Contour labeling entries:
START
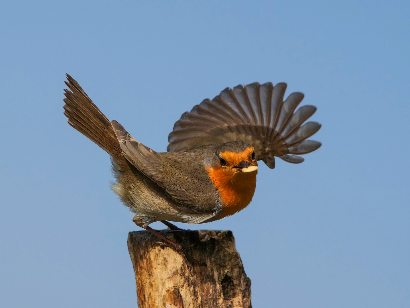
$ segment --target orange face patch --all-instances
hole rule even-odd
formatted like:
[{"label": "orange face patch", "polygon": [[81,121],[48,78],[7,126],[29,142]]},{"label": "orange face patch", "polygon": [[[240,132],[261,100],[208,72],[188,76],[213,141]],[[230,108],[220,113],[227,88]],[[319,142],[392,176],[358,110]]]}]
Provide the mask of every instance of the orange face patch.
[{"label": "orange face patch", "polygon": [[229,151],[221,152],[219,157],[226,161],[227,166],[207,168],[210,178],[218,189],[224,205],[223,212],[217,220],[240,211],[252,200],[256,187],[257,171],[245,173],[232,167],[243,160],[257,166],[256,160],[252,161],[253,151],[253,148],[249,147],[239,153]]},{"label": "orange face patch", "polygon": [[219,157],[226,160],[228,164],[235,166],[242,160],[251,162],[252,161],[251,157],[253,152],[253,148],[248,146],[245,149],[245,151],[240,152],[239,153],[235,153],[235,152],[230,151],[221,152],[219,153]]}]

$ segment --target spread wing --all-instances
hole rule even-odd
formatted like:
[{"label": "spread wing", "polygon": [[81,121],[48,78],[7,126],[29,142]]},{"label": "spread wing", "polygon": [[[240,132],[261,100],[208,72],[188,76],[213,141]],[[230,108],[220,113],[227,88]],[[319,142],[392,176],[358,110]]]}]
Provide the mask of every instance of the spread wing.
END
## WHAT YOU WILL DO
Please write out all the items again, swapping every "hole rule" for "fill rule" and changing nothing else. Leave the pictures out.

## REPLY TO THE EXERCISE
$ segment --target orange face patch --all-instances
fill rule even-odd
formatted like:
[{"label": "orange face patch", "polygon": [[81,121],[48,78],[7,126],[29,142]]},{"label": "orange face patch", "polygon": [[[240,132],[261,100],[208,72],[188,76],[213,141]],[[230,108],[220,113],[227,88]],[[319,142],[392,176],[358,110]]]}]
Provide the mask of every instance of the orange face patch.
[{"label": "orange face patch", "polygon": [[229,151],[221,152],[219,157],[226,161],[227,166],[207,168],[210,178],[218,189],[224,205],[223,212],[217,220],[240,211],[252,200],[256,187],[257,171],[245,173],[232,167],[243,160],[257,166],[256,160],[252,161],[253,151],[253,148],[249,147],[239,153]]},{"label": "orange face patch", "polygon": [[219,157],[226,160],[228,164],[235,166],[242,160],[251,162],[252,161],[251,157],[253,152],[253,148],[248,146],[245,149],[245,151],[240,152],[239,153],[235,153],[235,152],[230,151],[221,152],[219,153]]}]

$ segment --target spread wing --all-instances
fill rule even-odd
formatted like:
[{"label": "spread wing", "polygon": [[81,121],[48,78],[7,126],[29,142]]},{"label": "spread wing", "polygon": [[[240,132],[261,100],[208,72],[188,76],[213,141]],[[230,108],[220,113],[227,88]],[[319,142],[392,176],[358,110]]]}]
Provide the mask of every instance of the spread wing.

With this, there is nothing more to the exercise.